### YOUR OBJECTIVE
Arrange the listing below, from the line with "Exercise. Mark the cloud" through the end, as a two-column CSV headed instruction and points, with one row for each line starting "Exercise." and the points that follow it. Put each field in quotes and turn line breaks into spaces.
+++ RECORDED DATA
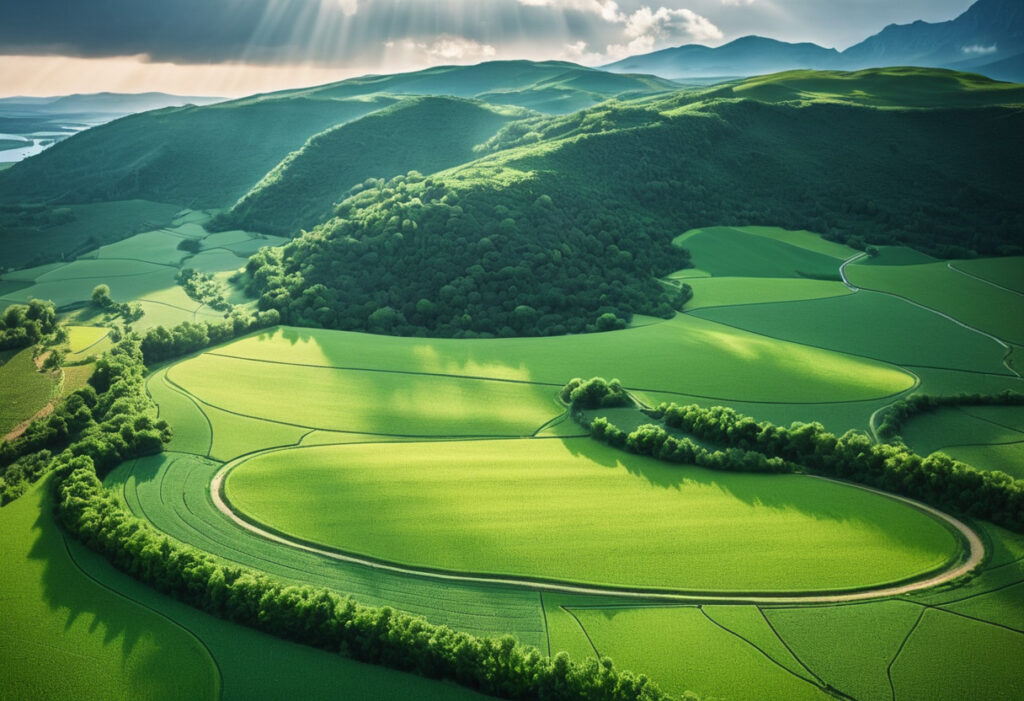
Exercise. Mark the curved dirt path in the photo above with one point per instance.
(976, 553)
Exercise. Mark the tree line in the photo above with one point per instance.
(114, 420)
(896, 415)
(937, 480)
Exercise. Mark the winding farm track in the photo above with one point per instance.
(976, 553)
(854, 288)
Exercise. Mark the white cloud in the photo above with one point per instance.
(348, 7)
(979, 50)
(606, 9)
(665, 24)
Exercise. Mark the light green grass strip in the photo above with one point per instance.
(62, 636)
(581, 512)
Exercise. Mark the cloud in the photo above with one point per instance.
(979, 50)
(606, 9)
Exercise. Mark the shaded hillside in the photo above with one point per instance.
(194, 157)
(743, 56)
(212, 156)
(893, 87)
(570, 217)
(425, 134)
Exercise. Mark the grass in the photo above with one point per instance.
(24, 390)
(153, 247)
(64, 634)
(976, 303)
(81, 339)
(729, 252)
(690, 653)
(172, 491)
(686, 354)
(961, 426)
(896, 255)
(870, 324)
(1008, 457)
(92, 225)
(1008, 272)
(951, 657)
(512, 507)
(723, 292)
(850, 647)
(366, 401)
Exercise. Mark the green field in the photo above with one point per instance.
(724, 292)
(1007, 272)
(577, 511)
(870, 324)
(685, 355)
(172, 490)
(24, 390)
(105, 645)
(730, 252)
(691, 652)
(935, 286)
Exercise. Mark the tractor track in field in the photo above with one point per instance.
(975, 555)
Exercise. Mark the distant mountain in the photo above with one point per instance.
(744, 56)
(209, 157)
(1009, 69)
(301, 191)
(987, 33)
++++++
### THE REPLY
instruction,points
"Exercise. Mark the cloud in the photo above with one point per instance.","(979, 50) (606, 9)"
"Exercise. Mark the shaded hillside in the photo above with one point per instance.","(194, 157) (743, 56) (212, 156) (893, 87) (570, 217) (425, 134)"
"Exercise. Mark the grass in the photo above with one point per instance.","(24, 390) (153, 247) (64, 634) (976, 303) (81, 339) (729, 252) (690, 653) (172, 491) (686, 354) (961, 426) (896, 255) (870, 324) (1008, 457) (92, 225) (1008, 272) (951, 657) (512, 507) (723, 292) (850, 647) (366, 401)"
"Exercise. Mark the green field in the photo above with one point per instance.","(724, 292) (1007, 272) (577, 511) (870, 324) (685, 355) (172, 490) (24, 390) (105, 645) (730, 252) (691, 652) (935, 286)"
"Exercise. Mark the tractor track in field in the photo above with one point per instance.","(975, 555)"
"Exercise. Mark the distant mountain in the photo above with one point per instance.","(744, 56) (209, 157) (1009, 69) (301, 191) (987, 33)"